- **REQUIREMENTS**
Reproduce the whole listing below word for word, leaving out the pictures.

** Start GIVEN RECORDS **

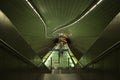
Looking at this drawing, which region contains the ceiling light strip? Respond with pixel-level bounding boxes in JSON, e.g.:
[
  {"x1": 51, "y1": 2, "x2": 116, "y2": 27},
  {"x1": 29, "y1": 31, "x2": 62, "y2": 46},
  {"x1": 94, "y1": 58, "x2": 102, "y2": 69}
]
[
  {"x1": 26, "y1": 0, "x2": 52, "y2": 38},
  {"x1": 53, "y1": 0, "x2": 103, "y2": 34}
]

** End GIVEN RECORDS **

- **SOLUTION FOR THIS TASK**
Looking at this drawing, which region contains the ceiling light strip? Respond with pixel-level bounding boxes in JSON, e.g.:
[
  {"x1": 51, "y1": 2, "x2": 116, "y2": 27},
  {"x1": 29, "y1": 31, "x2": 62, "y2": 46},
  {"x1": 94, "y1": 58, "x2": 102, "y2": 69}
]
[
  {"x1": 26, "y1": 0, "x2": 52, "y2": 38},
  {"x1": 53, "y1": 0, "x2": 103, "y2": 34}
]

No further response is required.